══ Text section ══

While Smalley's book does point out the necessity for communication, it promotes a feelings-oriented pseudospirituality unrelated to truth. The only "faith" it offers is divorced from fact and vulnerable to further delusion. From church leaders we are increasingly getting pop psychology under a Christian label but with basically no biblical content. Thinking non-Christians recognize this folly and belittle the gospel and Christianity on that basis.

Take for example the following from The Association for Humanistic Psychology's October 1988 AHP Perspective: "Christians claim to know that Jesus died for their sins because they experience relief and new life when they 'accept Jesus as Lord and Savior.' They fail to grasp that such a sense of renewal flows naturally from releasing guilt feelings and experiencing acceptance, no matter whether the belief that brings us to this new freedom is based on fact or fiction." This is a valid criticism of a psychologized and self-centered "Christianity," that justifies itself not on the basis of truth but as a means of producing a more positive self-image and greater sense of self-acceptance and self-worth. Such "Christianity" has no valid claim to superiority over other humanistic methods that produce similar placebo effects. Today's pop "Christian" psychology is setting a generation up for a huge fall. The only hope is a return to propositional truth (sound doctrine).

The same issue of AHP Perspective also comments, "Many of us grow up with little or no awareness of how often and how much we adjust our perceiving to accommodate our needs for acceptance, approval and belonging." Certainly a valid point. Yet these very "needs" are placed ahead of objective truth in the church today—and catering to them is the foundation of much Christian psychology. Substituting psychology's latest fads for solid biblical exegesis will produce a new generation of "Christians" whose "faith" makes them feel good and may even temporarily help their marriages, but has no moral/spiritual/biblical content. Such "faith" will fail them in times of real crisis.

The popularity and pernicious influence of fallacious humanistic theories in the church is indicated by the fact that even before publication, bookstores had ordered more than 100,000 copies of Smalley's book. Yet this "Christian" book published by one of the most trusted and influential Christian leaders today gives to millions the false impression that the reason husbands and wives have problems is not that their hearts are evil and selfish but simply that there has been a failure to communicate one's feelings adequately. While communication is indeed important, it must convey not only feelings but commitment based upon God's truth.

═══
══ Records supplied ══

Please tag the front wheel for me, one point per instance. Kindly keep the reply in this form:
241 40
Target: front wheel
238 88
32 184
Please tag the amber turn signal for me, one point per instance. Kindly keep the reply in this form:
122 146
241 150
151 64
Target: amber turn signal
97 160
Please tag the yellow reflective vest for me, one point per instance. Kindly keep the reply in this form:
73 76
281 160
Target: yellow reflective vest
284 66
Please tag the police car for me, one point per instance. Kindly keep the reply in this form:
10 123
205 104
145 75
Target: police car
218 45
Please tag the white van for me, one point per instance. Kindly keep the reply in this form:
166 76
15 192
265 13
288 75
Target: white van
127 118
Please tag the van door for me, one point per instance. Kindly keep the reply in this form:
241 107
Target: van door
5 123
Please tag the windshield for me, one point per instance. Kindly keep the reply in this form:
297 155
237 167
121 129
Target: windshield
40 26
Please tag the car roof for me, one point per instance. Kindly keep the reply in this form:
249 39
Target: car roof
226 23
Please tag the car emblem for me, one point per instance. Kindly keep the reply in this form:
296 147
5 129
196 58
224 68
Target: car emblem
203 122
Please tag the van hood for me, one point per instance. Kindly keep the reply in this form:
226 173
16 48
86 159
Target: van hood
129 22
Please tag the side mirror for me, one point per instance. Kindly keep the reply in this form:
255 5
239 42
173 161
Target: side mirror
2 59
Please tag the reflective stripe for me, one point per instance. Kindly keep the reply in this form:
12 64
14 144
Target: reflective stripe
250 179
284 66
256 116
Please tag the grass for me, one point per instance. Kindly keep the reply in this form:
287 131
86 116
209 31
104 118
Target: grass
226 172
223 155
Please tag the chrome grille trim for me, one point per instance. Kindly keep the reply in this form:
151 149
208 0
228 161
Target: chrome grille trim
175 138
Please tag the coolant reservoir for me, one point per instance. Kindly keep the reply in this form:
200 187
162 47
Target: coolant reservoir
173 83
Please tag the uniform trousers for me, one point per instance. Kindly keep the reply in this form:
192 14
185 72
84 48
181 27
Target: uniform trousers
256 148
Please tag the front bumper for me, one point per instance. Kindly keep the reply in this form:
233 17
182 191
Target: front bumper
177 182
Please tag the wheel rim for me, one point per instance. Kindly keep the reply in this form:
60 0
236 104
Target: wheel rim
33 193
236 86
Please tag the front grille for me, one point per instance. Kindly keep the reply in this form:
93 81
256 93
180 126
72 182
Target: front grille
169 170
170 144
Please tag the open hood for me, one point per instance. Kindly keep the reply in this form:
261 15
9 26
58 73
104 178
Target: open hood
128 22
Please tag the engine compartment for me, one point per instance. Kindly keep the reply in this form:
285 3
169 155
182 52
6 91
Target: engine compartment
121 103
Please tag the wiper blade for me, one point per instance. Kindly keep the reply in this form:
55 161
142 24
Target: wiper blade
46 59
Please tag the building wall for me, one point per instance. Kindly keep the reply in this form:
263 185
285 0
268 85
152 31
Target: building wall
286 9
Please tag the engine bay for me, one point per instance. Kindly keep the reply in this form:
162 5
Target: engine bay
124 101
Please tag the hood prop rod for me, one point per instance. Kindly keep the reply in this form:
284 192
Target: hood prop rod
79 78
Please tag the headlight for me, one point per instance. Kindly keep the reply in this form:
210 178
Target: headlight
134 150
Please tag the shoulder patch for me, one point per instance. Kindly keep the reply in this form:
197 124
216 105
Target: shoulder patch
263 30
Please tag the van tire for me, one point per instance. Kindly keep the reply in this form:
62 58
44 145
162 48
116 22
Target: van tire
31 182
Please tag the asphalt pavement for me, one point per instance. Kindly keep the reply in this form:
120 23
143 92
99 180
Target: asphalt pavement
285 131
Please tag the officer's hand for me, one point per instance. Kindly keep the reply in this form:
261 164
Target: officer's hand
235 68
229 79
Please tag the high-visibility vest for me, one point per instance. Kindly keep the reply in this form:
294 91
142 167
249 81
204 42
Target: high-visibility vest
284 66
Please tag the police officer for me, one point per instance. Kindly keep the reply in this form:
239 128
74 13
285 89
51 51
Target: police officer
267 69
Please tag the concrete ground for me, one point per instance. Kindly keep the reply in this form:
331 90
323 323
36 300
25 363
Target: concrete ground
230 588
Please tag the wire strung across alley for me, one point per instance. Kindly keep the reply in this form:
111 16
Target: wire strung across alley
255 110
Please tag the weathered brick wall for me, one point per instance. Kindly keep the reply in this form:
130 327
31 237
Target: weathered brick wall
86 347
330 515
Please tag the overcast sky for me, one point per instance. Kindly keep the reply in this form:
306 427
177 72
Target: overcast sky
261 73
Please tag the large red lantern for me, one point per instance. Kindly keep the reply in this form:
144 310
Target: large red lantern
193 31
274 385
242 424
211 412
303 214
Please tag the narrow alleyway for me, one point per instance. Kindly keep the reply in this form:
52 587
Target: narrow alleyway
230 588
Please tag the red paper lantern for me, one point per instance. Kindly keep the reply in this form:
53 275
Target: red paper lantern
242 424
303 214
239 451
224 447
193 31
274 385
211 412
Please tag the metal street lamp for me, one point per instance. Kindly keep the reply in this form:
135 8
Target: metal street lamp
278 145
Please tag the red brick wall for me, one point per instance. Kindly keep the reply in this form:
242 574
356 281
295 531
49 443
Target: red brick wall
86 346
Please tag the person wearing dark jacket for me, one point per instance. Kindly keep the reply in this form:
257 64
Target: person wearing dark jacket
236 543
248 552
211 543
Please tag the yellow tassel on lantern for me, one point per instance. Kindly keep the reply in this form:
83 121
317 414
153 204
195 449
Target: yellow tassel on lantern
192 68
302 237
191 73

═══

● Exercises to complete:
A: According to the passage about Smalley's book, how many copies had bookstores ordered before the book was published?
B: Echo the portion of the passage about Smalley's book starting with "The same issue" and going on through "of real crisis.".
C: Give what follows the last sentence of the passage about Smalley's book, continuing it from that point.
The rows are not required for any of the tasks.

● Expected outputs:
A: More than 100,000 copies.

B:
The same issue of AHP Perspective also comments, "Many of us grow up with little or no awareness of how often and how much we adjust our perceiving to accommodate our needs for acceptance, approval and belonging." Certainly a valid point. Yet these very "needs" are placed ahead of objective truth in the church today—and catering to them is the foundation of much Christian psychology. Substituting psychology's latest fads for solid biblical exegesis will produce a new generation of "Christians" whose "faith" makes them feel good and may even temporarily help their marriages, but has no moral/spiritual/biblical content. Such "faith" will fail them in times of real crisis.

C:
Jesus was the perfect communicator, yet there were multitudes who heard His parables (which Smalley says are designed to activate the right brain), experienced His miracles and rejected Him. He was crucified by those He healed and fed and taught, because they would not accept His admonition: "If ye continue in my word, then are ye my disciples indeed; and ye shall know the truth, and the truth shall make you free" (Jn:8:31-32). That truth is absent from Smalley's book.

Let us not shrug our shoulders and go on about our business when we see obvious and serious error promoted by Christian leaders. Ask God what he would have you do in each specific instance and do it.

The cross of Christ and our crucifixion to the self life, so missing from popular evangelicalism, is the only way to heaven and the only basis of joy and genuine victory in this life and of His "Well done" in the life to come. Let us remain true to our rejected Lord in spite of popular fads and the reproach attached to His cross.  TBC

Postscript: Dave Hunt met with Smalley and Trent and their pastor in Phoenix at their request as a result of their article. They subsequently removed from Language of Love the references to left-brain and right-brain mythology. Unfortunately, however, they have continued to promote other myths from psychology.